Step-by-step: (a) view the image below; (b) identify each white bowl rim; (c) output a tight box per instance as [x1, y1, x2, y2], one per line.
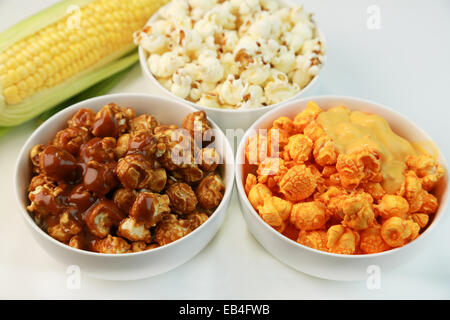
[235, 95, 450, 259]
[13, 93, 235, 258]
[138, 3, 328, 113]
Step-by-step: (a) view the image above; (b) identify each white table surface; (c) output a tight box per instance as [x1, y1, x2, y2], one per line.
[0, 0, 450, 299]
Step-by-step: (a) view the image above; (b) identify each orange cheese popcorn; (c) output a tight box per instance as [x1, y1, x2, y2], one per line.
[297, 230, 328, 251]
[419, 191, 439, 214]
[404, 170, 423, 213]
[285, 133, 313, 163]
[341, 194, 375, 230]
[381, 217, 420, 247]
[359, 226, 390, 253]
[360, 182, 386, 200]
[336, 150, 382, 189]
[313, 136, 339, 167]
[267, 128, 290, 152]
[291, 201, 330, 231]
[406, 154, 444, 191]
[272, 117, 294, 133]
[278, 164, 317, 202]
[408, 213, 430, 228]
[294, 101, 322, 132]
[245, 101, 444, 254]
[244, 173, 258, 195]
[336, 153, 364, 189]
[357, 149, 383, 182]
[256, 158, 288, 189]
[245, 133, 278, 164]
[375, 194, 409, 219]
[248, 183, 272, 210]
[303, 120, 325, 142]
[327, 224, 359, 254]
[259, 197, 292, 232]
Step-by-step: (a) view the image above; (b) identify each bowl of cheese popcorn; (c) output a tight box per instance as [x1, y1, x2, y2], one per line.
[236, 96, 448, 280]
[14, 94, 234, 280]
[135, 0, 326, 129]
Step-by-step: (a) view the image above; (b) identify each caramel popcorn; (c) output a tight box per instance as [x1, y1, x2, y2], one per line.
[27, 103, 224, 254]
[244, 101, 444, 254]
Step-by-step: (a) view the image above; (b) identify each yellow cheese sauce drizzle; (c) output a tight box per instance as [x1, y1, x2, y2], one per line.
[317, 106, 417, 194]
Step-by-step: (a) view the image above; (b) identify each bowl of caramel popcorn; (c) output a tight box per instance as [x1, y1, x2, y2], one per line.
[15, 94, 234, 280]
[134, 0, 326, 129]
[236, 96, 448, 280]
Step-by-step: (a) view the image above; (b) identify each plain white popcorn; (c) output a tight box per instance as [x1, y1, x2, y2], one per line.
[134, 0, 325, 109]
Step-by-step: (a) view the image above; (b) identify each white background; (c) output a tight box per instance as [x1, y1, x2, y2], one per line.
[0, 0, 450, 299]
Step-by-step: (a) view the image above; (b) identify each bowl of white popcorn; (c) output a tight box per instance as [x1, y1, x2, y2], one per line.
[134, 0, 326, 129]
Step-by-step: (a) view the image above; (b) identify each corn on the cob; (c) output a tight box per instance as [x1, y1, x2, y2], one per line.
[0, 0, 168, 126]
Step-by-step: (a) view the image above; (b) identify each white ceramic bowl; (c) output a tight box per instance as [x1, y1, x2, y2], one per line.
[139, 0, 326, 130]
[14, 94, 234, 280]
[236, 96, 449, 280]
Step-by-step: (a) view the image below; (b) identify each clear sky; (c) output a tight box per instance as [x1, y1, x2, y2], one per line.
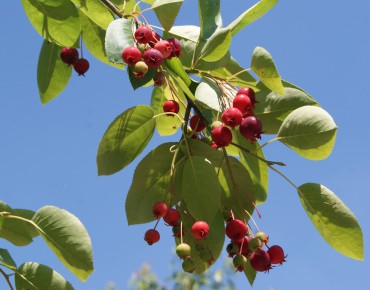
[0, 0, 370, 290]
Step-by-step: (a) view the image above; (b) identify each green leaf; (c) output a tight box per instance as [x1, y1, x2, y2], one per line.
[127, 67, 157, 90]
[21, 0, 81, 47]
[0, 201, 33, 246]
[151, 86, 184, 136]
[227, 0, 278, 36]
[218, 157, 256, 221]
[276, 106, 337, 160]
[200, 28, 231, 62]
[37, 40, 72, 104]
[126, 143, 181, 225]
[70, 0, 113, 30]
[80, 12, 124, 69]
[0, 248, 17, 269]
[251, 46, 284, 95]
[105, 18, 135, 64]
[13, 208, 39, 238]
[152, 0, 184, 30]
[244, 258, 257, 286]
[14, 262, 74, 290]
[182, 156, 221, 223]
[254, 88, 319, 134]
[198, 0, 222, 39]
[97, 105, 155, 175]
[298, 183, 364, 260]
[195, 78, 225, 111]
[32, 206, 94, 282]
[229, 130, 268, 204]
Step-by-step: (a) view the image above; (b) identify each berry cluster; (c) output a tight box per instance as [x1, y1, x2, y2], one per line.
[226, 219, 286, 272]
[144, 201, 214, 273]
[122, 25, 181, 80]
[60, 47, 90, 76]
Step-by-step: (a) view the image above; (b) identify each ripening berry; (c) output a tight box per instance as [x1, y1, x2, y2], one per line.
[73, 58, 90, 76]
[144, 229, 160, 245]
[60, 47, 78, 65]
[191, 221, 209, 240]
★ ★ ★ ★
• **What is required**
Copy out each line of the material that contains the string "caramel", one per line.

• **Response to the exercise**
Step-by-step: (a) view the image above; (b) identify each caramel popcorn; (c) output a tight box per instance as [x1, y1, x2, y2], one per line.
Step-by-step: (a) view the image above; (b) identify each bowl of caramel popcorn; (c) output a tight box per instance as [x1, y1, x2, y2], one per line.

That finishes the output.